Task goal ->
Copy out every line of the records below, word for word, with nothing changed or left out.

Exercise material ->
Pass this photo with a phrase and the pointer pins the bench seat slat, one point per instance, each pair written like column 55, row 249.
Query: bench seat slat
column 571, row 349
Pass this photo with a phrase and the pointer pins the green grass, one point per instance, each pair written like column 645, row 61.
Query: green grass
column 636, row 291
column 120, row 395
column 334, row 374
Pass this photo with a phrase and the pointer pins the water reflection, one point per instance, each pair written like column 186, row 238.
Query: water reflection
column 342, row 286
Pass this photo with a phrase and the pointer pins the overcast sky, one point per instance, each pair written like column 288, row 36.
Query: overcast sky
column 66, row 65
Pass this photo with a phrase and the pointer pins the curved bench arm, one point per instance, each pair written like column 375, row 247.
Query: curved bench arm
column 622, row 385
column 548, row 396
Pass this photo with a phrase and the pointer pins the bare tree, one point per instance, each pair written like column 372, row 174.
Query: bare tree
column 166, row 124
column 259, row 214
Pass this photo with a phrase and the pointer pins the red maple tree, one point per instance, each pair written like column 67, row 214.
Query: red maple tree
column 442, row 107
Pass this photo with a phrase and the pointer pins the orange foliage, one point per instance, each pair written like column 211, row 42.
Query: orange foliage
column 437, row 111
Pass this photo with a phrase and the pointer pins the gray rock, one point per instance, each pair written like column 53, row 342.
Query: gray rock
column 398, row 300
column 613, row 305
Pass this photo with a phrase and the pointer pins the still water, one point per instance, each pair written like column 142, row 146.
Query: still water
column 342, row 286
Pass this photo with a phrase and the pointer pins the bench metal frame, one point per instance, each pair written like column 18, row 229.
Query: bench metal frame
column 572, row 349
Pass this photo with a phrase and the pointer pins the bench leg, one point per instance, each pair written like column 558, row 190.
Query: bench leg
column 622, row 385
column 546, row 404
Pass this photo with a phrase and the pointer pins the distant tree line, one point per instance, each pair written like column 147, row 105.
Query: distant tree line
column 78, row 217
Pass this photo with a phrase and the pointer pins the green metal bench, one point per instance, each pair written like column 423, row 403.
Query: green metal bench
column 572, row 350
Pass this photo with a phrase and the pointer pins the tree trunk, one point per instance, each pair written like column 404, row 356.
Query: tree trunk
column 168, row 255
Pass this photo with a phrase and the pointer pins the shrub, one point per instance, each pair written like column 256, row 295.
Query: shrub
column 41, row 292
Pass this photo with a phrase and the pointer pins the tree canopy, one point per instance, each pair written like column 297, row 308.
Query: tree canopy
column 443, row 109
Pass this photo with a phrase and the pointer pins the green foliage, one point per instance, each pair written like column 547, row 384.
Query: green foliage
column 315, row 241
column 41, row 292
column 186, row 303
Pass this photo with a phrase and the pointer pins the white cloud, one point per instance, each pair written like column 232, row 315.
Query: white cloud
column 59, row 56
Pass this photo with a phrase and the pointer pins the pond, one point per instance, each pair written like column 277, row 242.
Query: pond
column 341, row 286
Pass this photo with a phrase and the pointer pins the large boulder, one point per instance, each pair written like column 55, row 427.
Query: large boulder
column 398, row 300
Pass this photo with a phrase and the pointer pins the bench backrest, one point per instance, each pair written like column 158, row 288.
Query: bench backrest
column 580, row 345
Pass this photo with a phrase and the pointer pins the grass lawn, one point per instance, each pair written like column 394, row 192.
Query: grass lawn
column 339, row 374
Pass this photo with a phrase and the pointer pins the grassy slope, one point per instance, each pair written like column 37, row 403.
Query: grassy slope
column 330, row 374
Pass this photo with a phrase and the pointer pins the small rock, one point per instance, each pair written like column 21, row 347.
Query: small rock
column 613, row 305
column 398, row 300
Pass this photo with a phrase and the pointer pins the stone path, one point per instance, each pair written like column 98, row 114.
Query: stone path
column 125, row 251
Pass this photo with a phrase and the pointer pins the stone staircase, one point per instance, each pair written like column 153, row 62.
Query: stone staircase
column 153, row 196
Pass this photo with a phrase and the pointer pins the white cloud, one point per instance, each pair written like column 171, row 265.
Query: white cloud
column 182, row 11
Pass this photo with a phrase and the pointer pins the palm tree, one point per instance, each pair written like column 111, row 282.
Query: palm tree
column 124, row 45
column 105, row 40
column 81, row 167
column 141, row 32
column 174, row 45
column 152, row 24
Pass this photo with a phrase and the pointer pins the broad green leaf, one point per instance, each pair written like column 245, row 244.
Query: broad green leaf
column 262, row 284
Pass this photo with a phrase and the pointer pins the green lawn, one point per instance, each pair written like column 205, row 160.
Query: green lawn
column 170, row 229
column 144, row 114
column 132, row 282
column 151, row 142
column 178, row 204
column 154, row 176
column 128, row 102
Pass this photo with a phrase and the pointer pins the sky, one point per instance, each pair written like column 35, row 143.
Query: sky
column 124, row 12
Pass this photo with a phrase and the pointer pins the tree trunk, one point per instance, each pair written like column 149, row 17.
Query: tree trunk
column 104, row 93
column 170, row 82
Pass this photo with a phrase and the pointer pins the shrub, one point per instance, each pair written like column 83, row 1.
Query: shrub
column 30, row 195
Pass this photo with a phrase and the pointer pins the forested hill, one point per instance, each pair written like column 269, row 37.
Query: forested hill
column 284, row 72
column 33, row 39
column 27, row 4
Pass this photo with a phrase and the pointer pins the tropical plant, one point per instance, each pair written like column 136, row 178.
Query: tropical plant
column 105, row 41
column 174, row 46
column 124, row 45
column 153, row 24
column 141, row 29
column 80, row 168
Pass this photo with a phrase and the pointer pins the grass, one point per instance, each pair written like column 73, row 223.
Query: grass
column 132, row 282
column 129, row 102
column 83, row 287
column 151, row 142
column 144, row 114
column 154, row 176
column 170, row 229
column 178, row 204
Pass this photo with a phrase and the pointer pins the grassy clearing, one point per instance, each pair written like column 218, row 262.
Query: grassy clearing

Expected answer ->
Pass this photo with a phrase and the pointer pins the bench seat slat, one point per instance, each pair written like column 55, row 249.
Query: bench seat slat
column 571, row 349
Pass this photo with a phrase and the pointer pins the green grass, one point per instance, each pair written like column 645, row 61.
Query: green grass
column 636, row 291
column 120, row 395
column 334, row 374
Pass this photo with a phrase and the pointer pins the water reflection, one point per instance, each pair written like column 186, row 238.
Query: water reflection
column 342, row 286
Pass this photo with a phrase and the pointer pins the overcast sky, one point per instance, each pair written like column 288, row 36.
Query: overcast sky
column 66, row 65
Pass this photo with a phrase and the pointer pins the curved bench arm, one point per instance, each pair written like column 375, row 247.
Query: curved bench arm
column 622, row 385
column 548, row 396
Pass this photo with a phrase and the pointer pins the bare tree, one point per instance, each pair written like column 372, row 174.
Query: bare tree
column 166, row 124
column 259, row 214
Pass this photo with a phrase and the pointer pins the red maple tree, one point per instance, each pair written like column 67, row 214.
Query: red maple tree
column 442, row 107
Pass this photo with a phrase and the pointer pins the orange foliage, one point per instance, each pair written like column 211, row 42.
Query: orange foliage
column 437, row 111
Pass this photo with a phrase and the pointer pins the gray rock, one point per instance, each pair written like column 53, row 342.
Query: gray rock
column 398, row 300
column 613, row 305
Pass this photo with a phrase and the pointer pins the still water, one point per instance, each pair written like column 142, row 146.
Query: still water
column 342, row 286
Pass this photo with a phrase and the pointer pins the bench metal frame, one point per instance, each pair written like column 18, row 229.
Query: bench metal frame
column 572, row 349
Pass this photo with a phrase and the pointer pins the bench leg, one point per instance, each pair written like column 558, row 190.
Query: bench leg
column 622, row 385
column 546, row 404
Pass this photo with a phrase and the pointer pins the distant tree line, one point per instance, each pair written like column 147, row 105.
Query: distant tree line
column 78, row 217
Pass this photo with a phrase and the pointer pins the green metal bench, one point per instance, each pair written like column 423, row 403.
Query: green metal bench
column 572, row 350
Pass this photo with a phrase and the pointer pins the tree trunk, one point per instance, each pair written like column 404, row 356.
Query: tree trunk
column 168, row 255
Pass this photo with a phrase and the pointer pins the shrub, one point per instance, each pair written like column 256, row 295.
Query: shrub
column 41, row 292
Pass this photo with a phrase and the pointer pins the tree canopy, one point per instance, each pair written like column 297, row 308.
Query: tree canopy
column 443, row 109
Pass this photo with a phrase and the pointer pins the green foliage, one point per instance, each pair written like column 547, row 384.
Query: green foliage
column 315, row 241
column 41, row 292
column 186, row 303
Pass this photo with a phrase and the pointer pins the white cloud, one point per instance, each pair written like column 232, row 315.
Query: white cloud
column 59, row 56
Pass this photo with a phrase and the pointer pins the pond, one point per instance, each pair written like column 277, row 242.
Query: pond
column 341, row 286
Pass this photo with a phrase and the pointer pins the large boulder, one point per instance, each pair written like column 55, row 427.
Query: large boulder
column 398, row 300
Pass this photo with a phrase and the pointer pins the bench backrest, one point per instance, each pair written like column 158, row 288.
Query: bench backrest
column 580, row 345
Pass this photo with a phrase and the pointer pins the grass lawn, one point per instance, each pair written like column 394, row 192.
Query: grass lawn
column 339, row 374
Pass this photo with a phrase and the pointer pins the grassy slope, one point per instance, each pair written like column 37, row 403.
Query: grassy slope
column 330, row 374
Pass this photo with a phrase and the pointer pins the small rock, one point per instance, each pair written like column 21, row 347.
Query: small rock
column 613, row 305
column 398, row 300
Pass this photo with a phrase and the pointer pins the stone path, one point per instance, each pair written like column 98, row 114.
Query: stone path
column 125, row 251
Pass this photo with a phrase and the pointer pins the stone staircase, one point per instance, each pair written like column 153, row 62.
Query: stone staircase
column 153, row 196
Pass this photo with a phrase and the pointer pins the white cloud, one point per instance, each pair written like column 171, row 265.
Query: white cloud
column 182, row 11
Pass this photo with a phrase and the pointer pins the palm tree, one point per instance, each pair written like column 111, row 282.
Query: palm tree
column 124, row 45
column 105, row 40
column 81, row 167
column 141, row 32
column 174, row 45
column 152, row 24
Pass this photo with a phrase and the pointer pins the broad green leaf, one point per instance, each pair written like column 245, row 244.
Query: broad green leaf
column 262, row 284
Pass this photo with a phrase and the pointer pins the green lawn, one point per instance, each pair written like column 205, row 160.
Query: green lawn
column 170, row 229
column 144, row 114
column 132, row 282
column 151, row 142
column 178, row 204
column 154, row 176
column 128, row 102
Pass this photo with a phrase and the pointer pins the sky, one point per instance, each pair written like column 35, row 143.
Query: sky
column 124, row 12
Pass this photo with a phrase and the pointer pins the tree trunk, one point per instance, each pair written like column 149, row 17.
Query: tree trunk
column 104, row 93
column 170, row 82
Pass this photo with a phrase and the pointer pins the shrub, one point per instance, each pair written like column 83, row 1.
Query: shrub
column 30, row 195
Pass this photo with a phrase and the pointer pins the forested hill, one point per instance, each pair written like column 269, row 37.
Query: forested hill
column 284, row 72
column 33, row 39
column 27, row 4
Pass this photo with a phrase and the pointer pins the tropical plant, one point per instance, each pair written like column 136, row 178.
Query: tropical plant
column 105, row 41
column 174, row 46
column 124, row 45
column 153, row 24
column 141, row 29
column 80, row 168
Pass this photo with a phrase and the pointer pins the grass, one point per instance, each pair written like column 73, row 223.
Query: grass
column 132, row 282
column 129, row 102
column 83, row 287
column 151, row 142
column 144, row 114
column 154, row 176
column 170, row 229
column 178, row 204
Pass this photo with a phrase and the pointer pins the grassy clearing, one point per instance, each pair written like column 218, row 262.
Query: grassy clearing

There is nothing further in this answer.